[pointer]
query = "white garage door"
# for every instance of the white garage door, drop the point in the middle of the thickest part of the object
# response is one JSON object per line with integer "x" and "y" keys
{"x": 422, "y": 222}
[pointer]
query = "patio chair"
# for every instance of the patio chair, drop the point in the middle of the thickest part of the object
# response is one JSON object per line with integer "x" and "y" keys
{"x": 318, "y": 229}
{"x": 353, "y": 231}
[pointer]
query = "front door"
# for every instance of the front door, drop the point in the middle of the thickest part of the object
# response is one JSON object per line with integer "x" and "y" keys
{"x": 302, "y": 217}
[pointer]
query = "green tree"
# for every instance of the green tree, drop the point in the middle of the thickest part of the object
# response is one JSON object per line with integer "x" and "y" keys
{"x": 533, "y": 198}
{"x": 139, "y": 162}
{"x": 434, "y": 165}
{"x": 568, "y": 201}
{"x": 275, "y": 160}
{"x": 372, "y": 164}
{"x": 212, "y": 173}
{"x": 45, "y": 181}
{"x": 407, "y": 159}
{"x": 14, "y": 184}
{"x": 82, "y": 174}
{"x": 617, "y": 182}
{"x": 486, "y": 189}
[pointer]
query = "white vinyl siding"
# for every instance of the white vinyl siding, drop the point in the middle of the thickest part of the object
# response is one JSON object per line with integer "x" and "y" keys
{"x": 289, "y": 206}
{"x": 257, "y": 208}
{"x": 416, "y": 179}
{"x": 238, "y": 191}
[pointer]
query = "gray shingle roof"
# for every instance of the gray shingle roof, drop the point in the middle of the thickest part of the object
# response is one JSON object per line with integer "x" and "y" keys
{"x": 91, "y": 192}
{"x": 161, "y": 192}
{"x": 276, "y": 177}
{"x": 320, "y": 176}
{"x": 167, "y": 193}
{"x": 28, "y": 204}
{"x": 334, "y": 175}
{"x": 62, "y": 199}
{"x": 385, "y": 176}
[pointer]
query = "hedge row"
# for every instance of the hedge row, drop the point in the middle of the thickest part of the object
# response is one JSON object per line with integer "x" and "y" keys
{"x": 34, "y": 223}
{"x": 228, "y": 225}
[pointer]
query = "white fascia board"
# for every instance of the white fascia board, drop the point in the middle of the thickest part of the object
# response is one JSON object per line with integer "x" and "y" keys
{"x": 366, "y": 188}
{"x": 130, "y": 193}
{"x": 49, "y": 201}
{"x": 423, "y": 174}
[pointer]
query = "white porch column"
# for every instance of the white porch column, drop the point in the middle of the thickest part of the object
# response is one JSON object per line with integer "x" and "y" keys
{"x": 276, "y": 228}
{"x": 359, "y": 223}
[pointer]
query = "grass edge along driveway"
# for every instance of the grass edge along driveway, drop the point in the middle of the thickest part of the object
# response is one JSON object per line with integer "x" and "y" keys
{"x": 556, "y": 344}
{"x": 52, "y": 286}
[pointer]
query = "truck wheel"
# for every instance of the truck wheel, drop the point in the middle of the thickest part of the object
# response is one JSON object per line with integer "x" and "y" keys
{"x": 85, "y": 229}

^^^^

Given instruction
Extract each entry in full, exactly as given.

Complete answer
[pointer]
query = "white garage door"
# for every instance of the white garage door, drop the point in the middle of the thickest part of the object
# response is one JSON object per line with integer "x" and "y" keys
{"x": 422, "y": 222}
[pointer]
query = "patio chair"
# for every instance of the patio chair, drop the point in the middle of the thickest part of the object
# response is one JSON object per line with integer "x" and "y" keys
{"x": 318, "y": 229}
{"x": 353, "y": 231}
[pointer]
query = "front door"
# for every instance of the front door, drop the point in the middle of the thickest part of the object
# response is one JSON object per line with integer "x" and "y" keys
{"x": 302, "y": 217}
[pointer]
query = "green tree"
# for every instance of the green tree, drop the point in the middle of the thickest part of the object
# response is one JSON object per line with integer "x" and "y" keys
{"x": 533, "y": 198}
{"x": 139, "y": 162}
{"x": 434, "y": 165}
{"x": 568, "y": 201}
{"x": 275, "y": 160}
{"x": 372, "y": 164}
{"x": 212, "y": 173}
{"x": 45, "y": 181}
{"x": 407, "y": 159}
{"x": 14, "y": 184}
{"x": 82, "y": 174}
{"x": 617, "y": 182}
{"x": 486, "y": 189}
[pointer]
query = "white vinyl siding"
# for every instance of the white vinyl siding, drop the point in the middle of the thickest part of the object
# response is one JSON object per line with integer "x" and "y" keys
{"x": 289, "y": 206}
{"x": 257, "y": 208}
{"x": 416, "y": 179}
{"x": 238, "y": 191}
[pointer]
query = "gray shingle roof"
# for every instance of the gray shingle roof, drop the point in the middle of the thickest part of the object
# response is one JSON object per line with integer "x" and "y" keys
{"x": 91, "y": 192}
{"x": 161, "y": 192}
{"x": 276, "y": 177}
{"x": 320, "y": 176}
{"x": 167, "y": 193}
{"x": 28, "y": 204}
{"x": 334, "y": 175}
{"x": 62, "y": 199}
{"x": 385, "y": 176}
[pointer]
query = "hedge row"
# for every instance of the hedge row, drop the point in the middle of the thickest part of the object
# response is one JSON object per line with integer "x" and "y" keys
{"x": 34, "y": 223}
{"x": 228, "y": 225}
[pointer]
query = "white fascia board"
# for every instance of the white fascia board, drop the point in the middle of the thickest part of the object
# response is one JSON object per line with integer "x" and "y" keys
{"x": 366, "y": 188}
{"x": 130, "y": 193}
{"x": 49, "y": 201}
{"x": 423, "y": 174}
[pointer]
query = "white porch column"
# for every instance of the white porch column, drop the point in the middle of the thickest part of the object
# response is one JSON object per line with integer "x" and "y" keys
{"x": 276, "y": 228}
{"x": 359, "y": 223}
[pointer]
query = "grass edge along driveway"
# for every instance of the grass edge along driveway, drop the point in the middle of the thickest part of the object
# response is one JSON object per line with integer "x" and "y" keys
{"x": 556, "y": 344}
{"x": 52, "y": 286}
[pointer]
query = "truck wheel"
# for every instance of the truck wheel, drop the point in the middle of the thickest part of the object
# response is one JSON object per line with integer "x" and "y" keys
{"x": 85, "y": 229}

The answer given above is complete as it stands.